■ EXERCISE DETAILS
Pick out every line of the records below that contains the word "trunk", and copy each one.

Region annotation entries:
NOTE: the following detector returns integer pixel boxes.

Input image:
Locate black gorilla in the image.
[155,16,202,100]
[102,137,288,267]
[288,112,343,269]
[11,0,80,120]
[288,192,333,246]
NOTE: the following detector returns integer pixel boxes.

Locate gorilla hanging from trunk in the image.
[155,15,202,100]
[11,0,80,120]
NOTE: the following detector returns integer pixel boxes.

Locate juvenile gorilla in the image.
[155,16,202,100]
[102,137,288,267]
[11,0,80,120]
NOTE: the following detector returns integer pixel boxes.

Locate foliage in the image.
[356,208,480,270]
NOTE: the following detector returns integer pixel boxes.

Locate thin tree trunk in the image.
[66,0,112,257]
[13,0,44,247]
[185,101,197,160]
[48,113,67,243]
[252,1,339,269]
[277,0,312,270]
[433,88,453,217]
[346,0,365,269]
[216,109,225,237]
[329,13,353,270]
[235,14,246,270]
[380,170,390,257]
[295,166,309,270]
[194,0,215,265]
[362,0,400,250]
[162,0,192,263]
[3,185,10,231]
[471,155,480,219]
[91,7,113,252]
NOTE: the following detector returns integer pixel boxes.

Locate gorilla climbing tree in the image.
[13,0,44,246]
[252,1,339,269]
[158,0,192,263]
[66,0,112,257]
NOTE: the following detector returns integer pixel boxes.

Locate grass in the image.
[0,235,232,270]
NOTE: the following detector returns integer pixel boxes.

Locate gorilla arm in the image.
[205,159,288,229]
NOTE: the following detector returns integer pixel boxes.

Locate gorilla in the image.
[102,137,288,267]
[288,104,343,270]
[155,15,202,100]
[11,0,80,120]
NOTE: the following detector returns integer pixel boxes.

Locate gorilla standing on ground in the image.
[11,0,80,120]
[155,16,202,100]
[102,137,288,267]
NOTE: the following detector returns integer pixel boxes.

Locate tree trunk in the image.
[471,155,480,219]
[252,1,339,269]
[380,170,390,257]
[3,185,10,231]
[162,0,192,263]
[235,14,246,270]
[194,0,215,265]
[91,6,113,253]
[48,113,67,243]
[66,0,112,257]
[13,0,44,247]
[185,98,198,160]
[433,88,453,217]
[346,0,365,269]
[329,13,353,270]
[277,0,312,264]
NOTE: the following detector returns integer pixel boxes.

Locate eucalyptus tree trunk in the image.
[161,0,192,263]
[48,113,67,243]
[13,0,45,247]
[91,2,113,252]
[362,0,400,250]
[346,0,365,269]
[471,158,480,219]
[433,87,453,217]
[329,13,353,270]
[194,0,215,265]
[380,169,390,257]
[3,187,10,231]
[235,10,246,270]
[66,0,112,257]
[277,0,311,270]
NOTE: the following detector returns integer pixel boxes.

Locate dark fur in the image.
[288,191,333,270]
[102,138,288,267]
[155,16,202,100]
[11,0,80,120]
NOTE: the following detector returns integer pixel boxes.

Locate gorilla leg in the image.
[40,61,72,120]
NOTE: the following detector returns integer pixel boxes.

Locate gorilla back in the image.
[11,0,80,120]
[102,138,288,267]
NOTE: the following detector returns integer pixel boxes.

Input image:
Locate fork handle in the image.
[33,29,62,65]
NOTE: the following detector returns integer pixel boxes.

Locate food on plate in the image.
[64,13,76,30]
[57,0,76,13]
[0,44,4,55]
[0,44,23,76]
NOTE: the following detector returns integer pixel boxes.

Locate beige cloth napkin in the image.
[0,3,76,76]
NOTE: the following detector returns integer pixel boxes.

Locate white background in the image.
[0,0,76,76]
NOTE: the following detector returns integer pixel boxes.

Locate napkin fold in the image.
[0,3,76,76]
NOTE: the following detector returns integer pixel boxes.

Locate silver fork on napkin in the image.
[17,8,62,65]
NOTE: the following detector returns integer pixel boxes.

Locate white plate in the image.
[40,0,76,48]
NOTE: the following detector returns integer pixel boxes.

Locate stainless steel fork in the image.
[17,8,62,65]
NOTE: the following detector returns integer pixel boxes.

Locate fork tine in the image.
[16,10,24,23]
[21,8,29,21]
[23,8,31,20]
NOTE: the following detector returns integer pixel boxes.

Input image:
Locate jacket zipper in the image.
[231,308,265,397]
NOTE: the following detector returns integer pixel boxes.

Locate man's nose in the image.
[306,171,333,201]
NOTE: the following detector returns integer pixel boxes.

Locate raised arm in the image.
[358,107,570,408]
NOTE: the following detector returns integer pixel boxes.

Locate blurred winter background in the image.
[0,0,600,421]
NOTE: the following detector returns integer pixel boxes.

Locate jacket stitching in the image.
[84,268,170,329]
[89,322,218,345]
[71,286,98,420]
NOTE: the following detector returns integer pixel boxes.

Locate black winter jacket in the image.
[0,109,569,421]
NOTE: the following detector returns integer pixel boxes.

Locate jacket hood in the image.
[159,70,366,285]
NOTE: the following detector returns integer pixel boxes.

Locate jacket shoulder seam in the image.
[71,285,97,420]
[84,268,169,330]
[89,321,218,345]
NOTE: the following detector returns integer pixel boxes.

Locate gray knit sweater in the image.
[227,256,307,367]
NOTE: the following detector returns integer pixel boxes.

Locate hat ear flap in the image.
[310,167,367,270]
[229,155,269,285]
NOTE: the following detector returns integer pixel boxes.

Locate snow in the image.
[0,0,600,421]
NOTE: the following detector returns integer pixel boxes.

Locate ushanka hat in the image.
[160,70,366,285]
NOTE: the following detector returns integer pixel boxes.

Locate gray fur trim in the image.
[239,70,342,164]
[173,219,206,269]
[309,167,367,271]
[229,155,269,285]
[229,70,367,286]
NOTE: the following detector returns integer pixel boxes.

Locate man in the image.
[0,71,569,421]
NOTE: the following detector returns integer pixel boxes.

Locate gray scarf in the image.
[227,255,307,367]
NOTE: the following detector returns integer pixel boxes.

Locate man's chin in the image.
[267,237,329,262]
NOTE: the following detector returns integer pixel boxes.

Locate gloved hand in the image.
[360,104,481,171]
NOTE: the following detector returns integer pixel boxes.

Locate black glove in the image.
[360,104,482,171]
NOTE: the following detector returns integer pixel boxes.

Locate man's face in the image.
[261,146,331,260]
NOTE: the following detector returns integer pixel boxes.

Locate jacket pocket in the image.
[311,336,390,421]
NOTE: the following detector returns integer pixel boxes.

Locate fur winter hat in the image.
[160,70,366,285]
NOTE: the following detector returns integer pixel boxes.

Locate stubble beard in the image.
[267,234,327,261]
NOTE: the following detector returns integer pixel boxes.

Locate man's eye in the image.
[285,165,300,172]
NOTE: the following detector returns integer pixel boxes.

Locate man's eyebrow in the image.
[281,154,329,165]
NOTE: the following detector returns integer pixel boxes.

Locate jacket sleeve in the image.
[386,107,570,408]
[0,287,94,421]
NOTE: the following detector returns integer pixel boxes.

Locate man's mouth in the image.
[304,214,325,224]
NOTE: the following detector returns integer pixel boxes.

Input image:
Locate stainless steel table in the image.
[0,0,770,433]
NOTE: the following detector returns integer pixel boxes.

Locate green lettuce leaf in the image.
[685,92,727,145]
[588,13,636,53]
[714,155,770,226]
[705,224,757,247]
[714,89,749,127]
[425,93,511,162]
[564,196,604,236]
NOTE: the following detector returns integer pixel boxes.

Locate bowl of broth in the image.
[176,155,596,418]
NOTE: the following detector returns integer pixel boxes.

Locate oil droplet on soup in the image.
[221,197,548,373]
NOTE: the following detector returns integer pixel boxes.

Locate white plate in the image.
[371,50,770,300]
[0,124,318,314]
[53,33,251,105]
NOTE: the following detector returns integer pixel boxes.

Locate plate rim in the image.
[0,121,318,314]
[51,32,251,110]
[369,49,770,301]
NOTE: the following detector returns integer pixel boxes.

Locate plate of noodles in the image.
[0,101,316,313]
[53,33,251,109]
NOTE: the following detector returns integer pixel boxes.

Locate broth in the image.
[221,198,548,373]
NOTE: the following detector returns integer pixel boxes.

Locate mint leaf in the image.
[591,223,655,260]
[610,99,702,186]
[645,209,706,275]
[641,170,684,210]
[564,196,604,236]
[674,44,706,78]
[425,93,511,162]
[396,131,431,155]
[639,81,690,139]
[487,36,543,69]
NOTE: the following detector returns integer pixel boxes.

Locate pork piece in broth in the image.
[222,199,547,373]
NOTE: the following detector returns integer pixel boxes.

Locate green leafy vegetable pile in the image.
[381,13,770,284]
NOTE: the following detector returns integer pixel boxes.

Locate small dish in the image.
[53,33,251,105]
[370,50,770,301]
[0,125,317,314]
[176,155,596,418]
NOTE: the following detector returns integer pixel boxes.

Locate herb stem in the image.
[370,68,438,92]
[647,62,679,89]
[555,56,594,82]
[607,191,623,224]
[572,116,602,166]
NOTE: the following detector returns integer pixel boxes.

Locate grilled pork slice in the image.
==
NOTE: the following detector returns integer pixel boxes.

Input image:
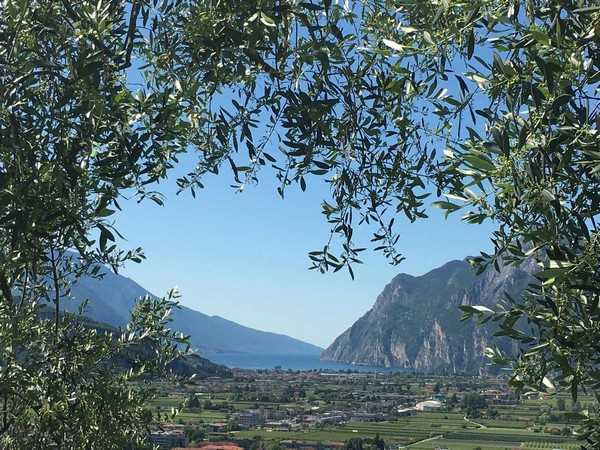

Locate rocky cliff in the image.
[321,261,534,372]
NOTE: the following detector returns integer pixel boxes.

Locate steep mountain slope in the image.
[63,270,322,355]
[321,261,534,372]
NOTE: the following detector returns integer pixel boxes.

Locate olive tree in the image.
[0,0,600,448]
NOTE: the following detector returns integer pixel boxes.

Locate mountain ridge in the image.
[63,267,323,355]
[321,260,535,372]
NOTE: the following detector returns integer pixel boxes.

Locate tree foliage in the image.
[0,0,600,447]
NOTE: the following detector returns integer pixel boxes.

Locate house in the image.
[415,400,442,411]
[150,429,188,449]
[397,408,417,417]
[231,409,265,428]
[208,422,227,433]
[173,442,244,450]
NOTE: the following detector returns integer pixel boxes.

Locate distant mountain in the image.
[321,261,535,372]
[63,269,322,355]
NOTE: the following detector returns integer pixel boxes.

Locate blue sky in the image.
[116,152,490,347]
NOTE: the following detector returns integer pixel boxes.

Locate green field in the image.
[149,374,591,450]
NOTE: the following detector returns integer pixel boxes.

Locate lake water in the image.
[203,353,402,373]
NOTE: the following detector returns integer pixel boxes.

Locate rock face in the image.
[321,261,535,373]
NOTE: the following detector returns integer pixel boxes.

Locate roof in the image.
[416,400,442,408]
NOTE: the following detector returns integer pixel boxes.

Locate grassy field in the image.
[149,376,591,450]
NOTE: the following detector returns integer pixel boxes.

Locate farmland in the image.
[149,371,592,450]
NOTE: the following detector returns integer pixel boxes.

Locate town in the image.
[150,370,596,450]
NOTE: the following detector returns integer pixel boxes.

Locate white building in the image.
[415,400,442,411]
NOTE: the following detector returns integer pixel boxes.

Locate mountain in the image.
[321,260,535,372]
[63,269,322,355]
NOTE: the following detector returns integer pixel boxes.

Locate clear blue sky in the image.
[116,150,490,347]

■ FULL ANSWER
Locate gorilla hanging from trunk in the image.
Locate thin tree trunk in the image.
Locate tree trunk in the image.
Locate eucalyptus tree trunk in the image.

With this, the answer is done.